***** Dataset extract *****
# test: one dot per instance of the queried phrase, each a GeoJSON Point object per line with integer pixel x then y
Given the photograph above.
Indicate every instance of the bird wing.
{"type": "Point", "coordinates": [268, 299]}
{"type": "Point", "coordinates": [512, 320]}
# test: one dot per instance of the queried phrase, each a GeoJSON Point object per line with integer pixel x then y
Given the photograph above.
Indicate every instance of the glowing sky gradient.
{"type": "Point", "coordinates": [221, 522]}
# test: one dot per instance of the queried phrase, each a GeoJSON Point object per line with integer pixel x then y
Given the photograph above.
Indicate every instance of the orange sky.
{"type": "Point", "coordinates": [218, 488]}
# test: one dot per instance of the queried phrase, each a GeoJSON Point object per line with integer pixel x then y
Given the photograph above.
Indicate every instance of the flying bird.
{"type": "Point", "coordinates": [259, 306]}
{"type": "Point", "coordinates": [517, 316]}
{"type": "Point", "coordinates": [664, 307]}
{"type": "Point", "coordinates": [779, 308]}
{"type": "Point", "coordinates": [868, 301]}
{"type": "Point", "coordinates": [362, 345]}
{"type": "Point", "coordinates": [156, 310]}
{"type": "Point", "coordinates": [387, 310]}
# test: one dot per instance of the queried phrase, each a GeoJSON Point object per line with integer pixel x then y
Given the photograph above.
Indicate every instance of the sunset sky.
*****
***** Dataset extract *****
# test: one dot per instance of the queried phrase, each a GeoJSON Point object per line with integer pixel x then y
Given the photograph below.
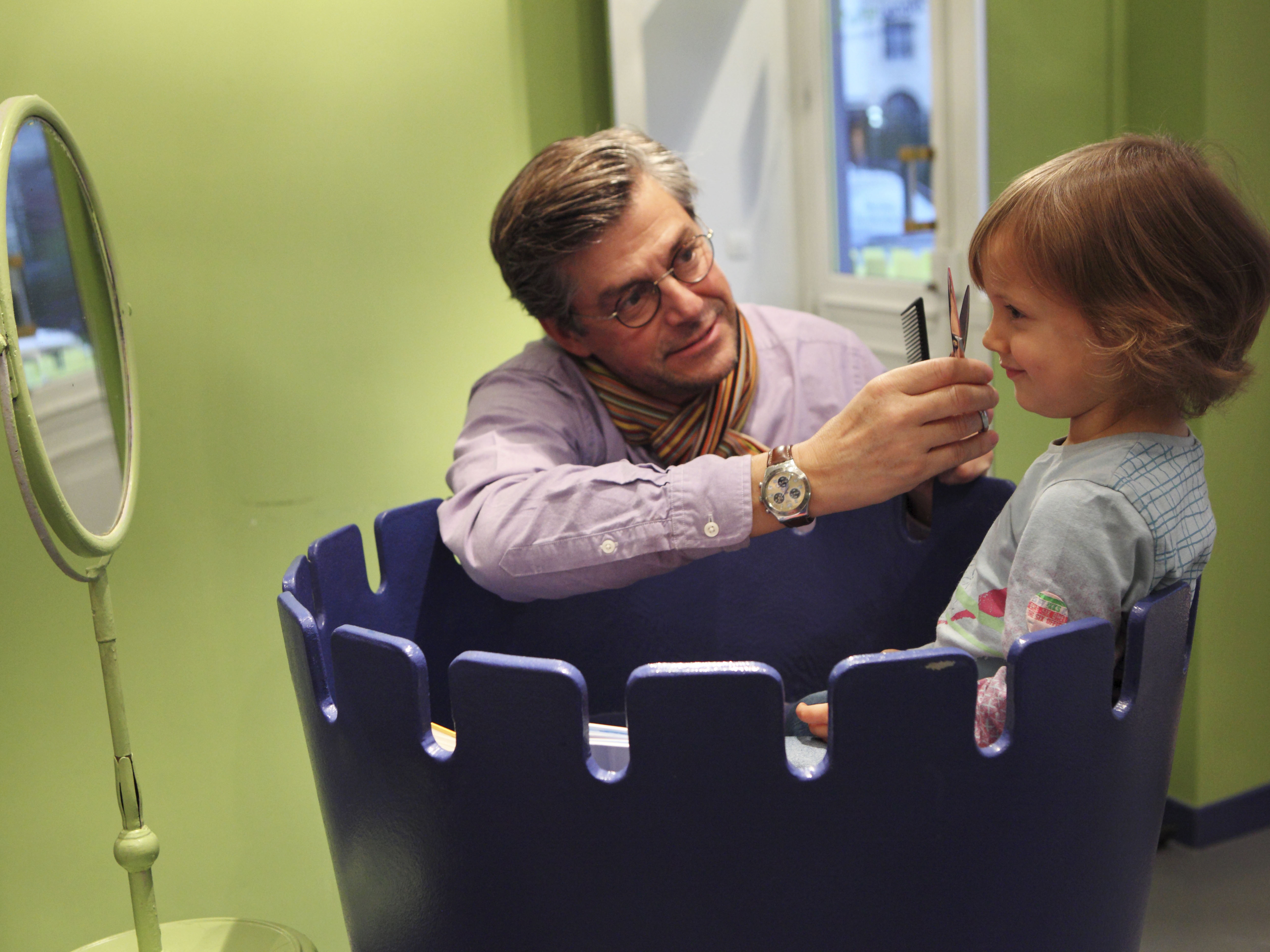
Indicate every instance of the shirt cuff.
*****
• _The request_
Count the lines in the records that contain the string "bird", and give only that number.

• _Solution for this problem_
2